╭─ Records to process

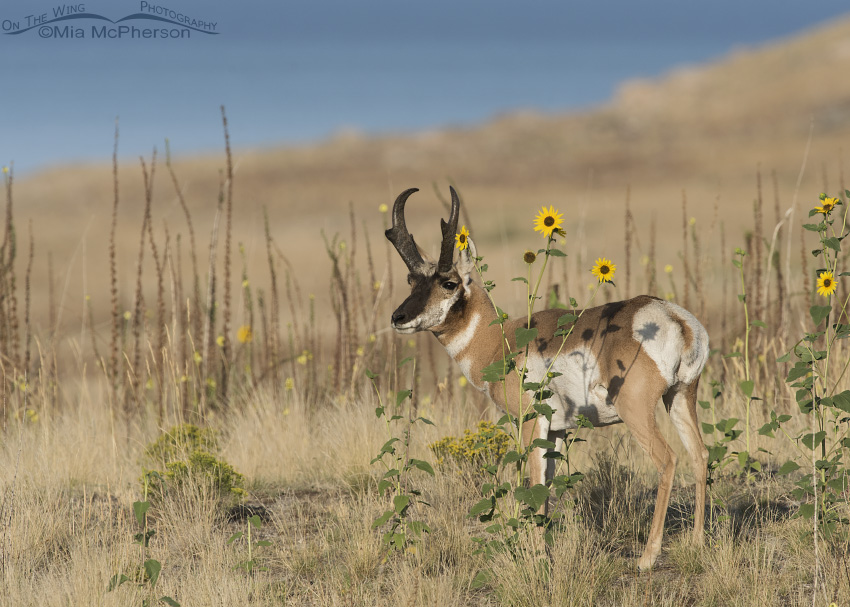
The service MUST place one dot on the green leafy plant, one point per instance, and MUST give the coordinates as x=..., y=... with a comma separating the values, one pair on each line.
x=251, y=564
x=187, y=453
x=826, y=443
x=724, y=431
x=508, y=507
x=402, y=530
x=147, y=575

╰─

# Aim of the task
When you repeat the material above, keep every word exact and leave out the pictures.

# Response area
The service MUST place one dot on the green leafy plant, one point per instance, and MUST give the coordinates as x=..., y=... with a comma separating the values, one pair on each line.
x=251, y=564
x=187, y=453
x=826, y=443
x=724, y=431
x=508, y=507
x=402, y=530
x=147, y=575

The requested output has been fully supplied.